*Directions for this task:* An exact copy of the lines from the one containing "Mark one point per instance of the guard" through the end of the material is all that is wanted; transcribe only those.

*Provided records:*
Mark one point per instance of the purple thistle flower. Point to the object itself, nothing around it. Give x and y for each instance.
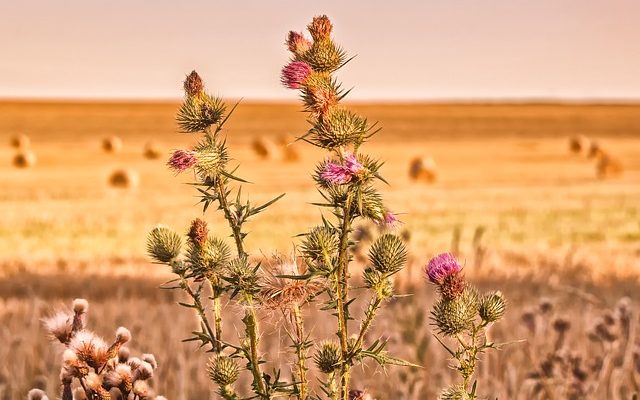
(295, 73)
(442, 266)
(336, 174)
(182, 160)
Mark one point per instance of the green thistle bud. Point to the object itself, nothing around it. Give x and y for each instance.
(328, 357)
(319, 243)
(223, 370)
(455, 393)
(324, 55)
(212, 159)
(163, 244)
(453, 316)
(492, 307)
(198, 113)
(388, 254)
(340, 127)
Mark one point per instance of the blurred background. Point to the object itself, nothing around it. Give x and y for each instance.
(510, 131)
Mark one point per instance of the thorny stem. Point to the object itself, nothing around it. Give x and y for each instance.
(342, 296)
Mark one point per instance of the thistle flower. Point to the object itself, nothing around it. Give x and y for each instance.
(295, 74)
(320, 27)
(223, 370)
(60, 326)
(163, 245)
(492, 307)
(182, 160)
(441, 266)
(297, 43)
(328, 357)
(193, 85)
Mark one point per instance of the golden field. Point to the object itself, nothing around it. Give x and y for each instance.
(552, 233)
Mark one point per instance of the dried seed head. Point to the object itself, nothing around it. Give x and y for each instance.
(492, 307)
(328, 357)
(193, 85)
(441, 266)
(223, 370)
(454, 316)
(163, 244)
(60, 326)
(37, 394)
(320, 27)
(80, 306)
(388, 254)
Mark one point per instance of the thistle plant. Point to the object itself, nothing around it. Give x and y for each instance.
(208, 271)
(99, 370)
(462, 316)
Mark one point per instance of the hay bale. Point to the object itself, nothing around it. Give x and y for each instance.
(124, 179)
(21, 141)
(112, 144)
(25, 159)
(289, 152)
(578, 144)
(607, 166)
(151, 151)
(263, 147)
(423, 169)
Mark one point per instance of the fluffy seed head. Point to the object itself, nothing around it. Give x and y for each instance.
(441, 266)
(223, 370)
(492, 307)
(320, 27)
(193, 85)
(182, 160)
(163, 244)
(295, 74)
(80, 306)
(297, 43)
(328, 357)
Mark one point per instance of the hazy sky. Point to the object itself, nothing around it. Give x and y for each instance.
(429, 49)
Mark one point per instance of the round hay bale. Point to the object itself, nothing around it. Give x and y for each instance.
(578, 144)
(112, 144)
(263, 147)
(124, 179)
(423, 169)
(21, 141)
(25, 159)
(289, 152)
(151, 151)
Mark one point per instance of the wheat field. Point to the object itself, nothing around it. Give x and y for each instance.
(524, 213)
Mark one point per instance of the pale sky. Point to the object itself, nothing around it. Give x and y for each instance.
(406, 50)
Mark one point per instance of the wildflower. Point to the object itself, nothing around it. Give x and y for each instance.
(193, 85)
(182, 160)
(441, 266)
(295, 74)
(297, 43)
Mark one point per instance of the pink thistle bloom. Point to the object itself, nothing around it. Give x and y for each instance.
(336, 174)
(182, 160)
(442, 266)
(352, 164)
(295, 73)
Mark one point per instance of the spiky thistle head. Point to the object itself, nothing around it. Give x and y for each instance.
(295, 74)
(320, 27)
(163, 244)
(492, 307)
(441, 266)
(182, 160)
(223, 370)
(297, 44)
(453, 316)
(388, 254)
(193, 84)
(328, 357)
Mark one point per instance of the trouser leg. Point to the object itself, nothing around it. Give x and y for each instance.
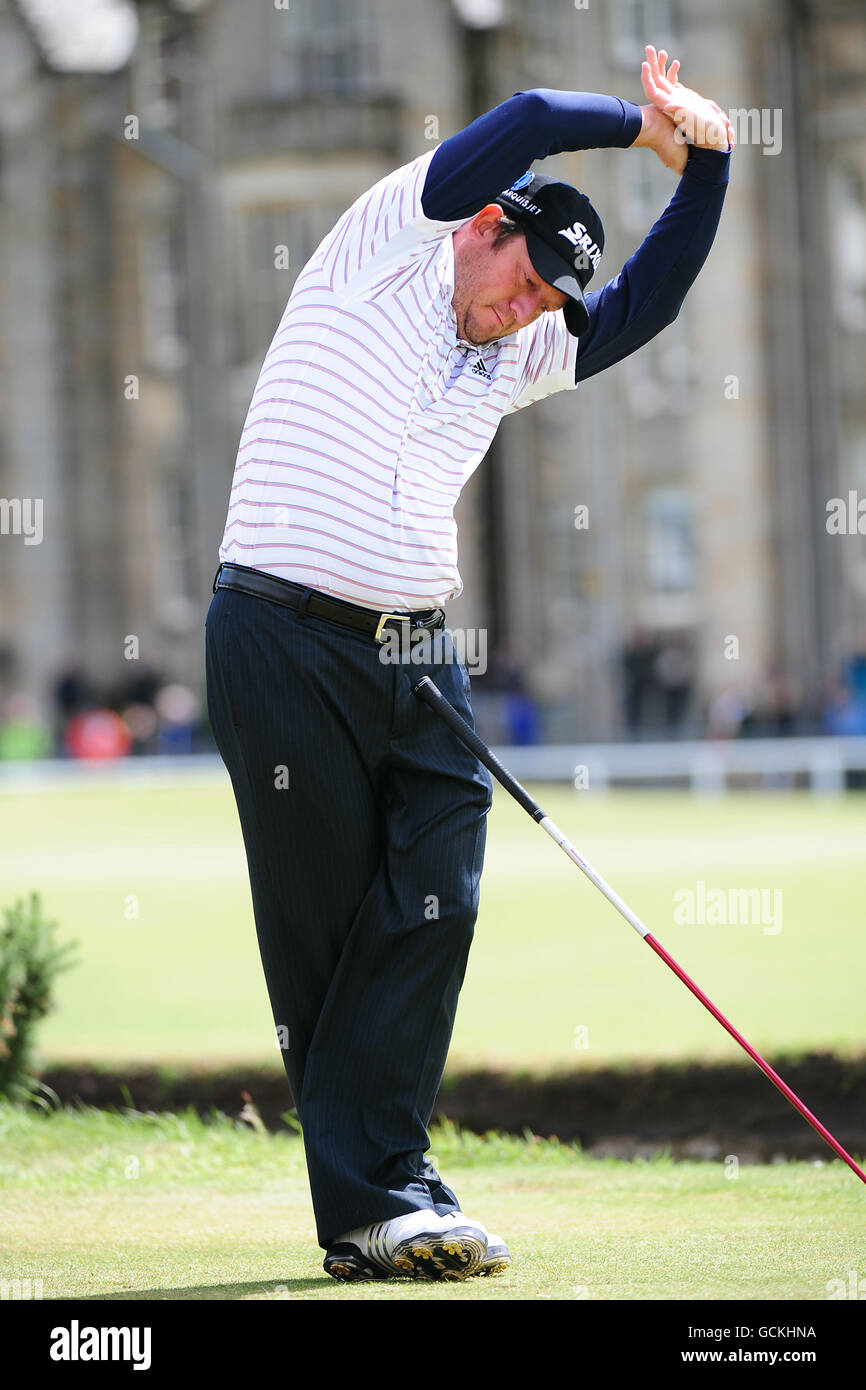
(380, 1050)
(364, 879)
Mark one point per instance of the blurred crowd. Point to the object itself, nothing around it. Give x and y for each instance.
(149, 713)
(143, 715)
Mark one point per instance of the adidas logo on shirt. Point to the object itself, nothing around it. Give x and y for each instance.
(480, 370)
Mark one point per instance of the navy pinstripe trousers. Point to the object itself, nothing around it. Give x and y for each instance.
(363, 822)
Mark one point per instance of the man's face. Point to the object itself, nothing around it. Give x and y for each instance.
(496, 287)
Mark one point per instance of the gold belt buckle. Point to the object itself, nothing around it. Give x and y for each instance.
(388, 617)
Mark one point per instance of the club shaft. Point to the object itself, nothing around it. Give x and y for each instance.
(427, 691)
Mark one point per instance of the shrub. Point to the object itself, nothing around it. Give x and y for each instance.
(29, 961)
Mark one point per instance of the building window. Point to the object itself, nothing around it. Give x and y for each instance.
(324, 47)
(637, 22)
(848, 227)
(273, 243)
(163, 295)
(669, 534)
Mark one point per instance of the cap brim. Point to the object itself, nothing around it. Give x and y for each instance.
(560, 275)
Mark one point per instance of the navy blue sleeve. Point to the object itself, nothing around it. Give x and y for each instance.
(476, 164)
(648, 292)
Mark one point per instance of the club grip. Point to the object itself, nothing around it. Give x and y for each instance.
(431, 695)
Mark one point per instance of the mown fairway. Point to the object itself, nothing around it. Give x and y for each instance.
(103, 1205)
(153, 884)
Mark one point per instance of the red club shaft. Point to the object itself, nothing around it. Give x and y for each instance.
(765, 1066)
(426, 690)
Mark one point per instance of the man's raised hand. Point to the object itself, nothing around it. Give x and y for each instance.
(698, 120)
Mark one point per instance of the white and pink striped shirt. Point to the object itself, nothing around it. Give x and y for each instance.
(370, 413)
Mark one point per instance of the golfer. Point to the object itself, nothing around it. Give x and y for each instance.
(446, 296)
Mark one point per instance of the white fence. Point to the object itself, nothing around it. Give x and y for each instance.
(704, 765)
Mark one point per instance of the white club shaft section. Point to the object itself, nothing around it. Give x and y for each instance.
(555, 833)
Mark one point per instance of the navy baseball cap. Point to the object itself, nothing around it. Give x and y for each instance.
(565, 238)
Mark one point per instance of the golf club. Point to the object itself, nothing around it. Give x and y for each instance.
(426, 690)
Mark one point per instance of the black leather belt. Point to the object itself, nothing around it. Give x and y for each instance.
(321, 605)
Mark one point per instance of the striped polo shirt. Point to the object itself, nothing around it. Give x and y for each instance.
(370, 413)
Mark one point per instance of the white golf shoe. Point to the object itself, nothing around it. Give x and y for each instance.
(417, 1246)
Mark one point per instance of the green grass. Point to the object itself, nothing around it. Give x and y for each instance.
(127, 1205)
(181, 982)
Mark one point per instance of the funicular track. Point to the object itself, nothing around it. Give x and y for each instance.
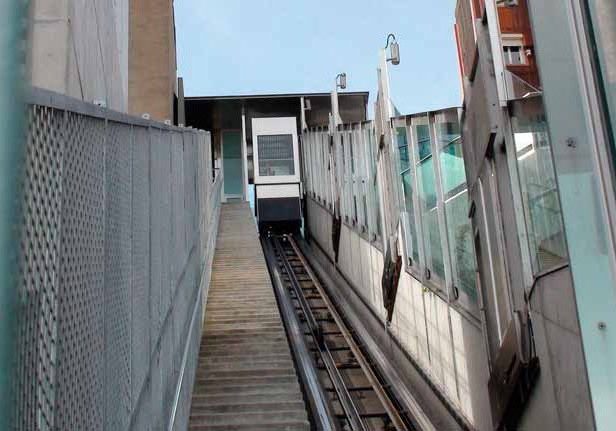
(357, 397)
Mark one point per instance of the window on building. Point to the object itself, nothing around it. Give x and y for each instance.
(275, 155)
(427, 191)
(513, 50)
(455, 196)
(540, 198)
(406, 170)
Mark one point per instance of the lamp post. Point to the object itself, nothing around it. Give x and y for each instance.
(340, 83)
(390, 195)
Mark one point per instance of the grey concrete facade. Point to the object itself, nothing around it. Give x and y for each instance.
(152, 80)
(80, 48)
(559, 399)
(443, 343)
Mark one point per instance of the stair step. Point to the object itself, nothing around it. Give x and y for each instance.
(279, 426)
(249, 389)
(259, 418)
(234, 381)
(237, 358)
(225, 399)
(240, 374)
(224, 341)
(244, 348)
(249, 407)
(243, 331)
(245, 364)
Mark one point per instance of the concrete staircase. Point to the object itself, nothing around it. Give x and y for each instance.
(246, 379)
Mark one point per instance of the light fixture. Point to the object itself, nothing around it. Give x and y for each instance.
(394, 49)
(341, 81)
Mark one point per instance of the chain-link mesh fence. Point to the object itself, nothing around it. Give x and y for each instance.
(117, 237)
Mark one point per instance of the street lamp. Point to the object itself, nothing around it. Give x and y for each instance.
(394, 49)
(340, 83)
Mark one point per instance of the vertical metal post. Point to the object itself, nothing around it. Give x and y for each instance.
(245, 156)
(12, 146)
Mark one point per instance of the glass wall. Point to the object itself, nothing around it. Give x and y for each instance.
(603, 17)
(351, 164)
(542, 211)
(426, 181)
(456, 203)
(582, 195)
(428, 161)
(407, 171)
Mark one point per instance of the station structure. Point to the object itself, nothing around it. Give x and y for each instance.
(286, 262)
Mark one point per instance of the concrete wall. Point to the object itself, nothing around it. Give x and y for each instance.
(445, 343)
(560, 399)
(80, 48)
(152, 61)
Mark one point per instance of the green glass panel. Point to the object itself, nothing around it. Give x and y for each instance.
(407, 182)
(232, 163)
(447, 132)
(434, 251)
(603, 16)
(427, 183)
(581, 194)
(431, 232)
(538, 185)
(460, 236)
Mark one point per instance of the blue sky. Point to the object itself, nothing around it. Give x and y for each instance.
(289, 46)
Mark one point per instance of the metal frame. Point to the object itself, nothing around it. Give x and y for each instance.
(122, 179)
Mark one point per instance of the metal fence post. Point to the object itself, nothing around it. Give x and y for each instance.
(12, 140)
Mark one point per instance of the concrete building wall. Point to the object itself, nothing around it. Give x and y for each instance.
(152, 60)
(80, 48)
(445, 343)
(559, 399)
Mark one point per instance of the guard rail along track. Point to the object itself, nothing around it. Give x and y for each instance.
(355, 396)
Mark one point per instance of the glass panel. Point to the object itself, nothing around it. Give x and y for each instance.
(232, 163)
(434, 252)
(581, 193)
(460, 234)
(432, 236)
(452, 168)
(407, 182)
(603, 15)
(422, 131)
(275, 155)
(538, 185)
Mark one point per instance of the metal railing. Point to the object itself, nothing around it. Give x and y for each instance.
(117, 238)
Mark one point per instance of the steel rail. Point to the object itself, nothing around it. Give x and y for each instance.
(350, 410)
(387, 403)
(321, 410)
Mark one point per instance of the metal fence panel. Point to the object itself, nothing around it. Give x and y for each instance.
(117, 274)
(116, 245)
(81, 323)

*Reply:*
Mark one point per instance of the guard rail along track. Point to the object itself, nothing around it. Give x and y for each instance.
(355, 396)
Mark one point per instance of the glass panel. Point to the object itself, nothing around it. Give x and y for each instance.
(232, 163)
(434, 252)
(581, 193)
(460, 234)
(432, 236)
(452, 168)
(407, 182)
(603, 15)
(422, 131)
(275, 155)
(538, 185)
Mark one point per instance of the metal railing. Point to the object itself, nothing around it. Give x and y for each instance.
(117, 238)
Mark one point per instance of the steel rail. Point to the object itself, nothing around it. Give x and y for each instance.
(350, 410)
(387, 403)
(321, 410)
Mark one point per instance of the metal fence panel. Point to the object itself, nothing around it. Give x and y for each instance.
(117, 274)
(116, 245)
(81, 323)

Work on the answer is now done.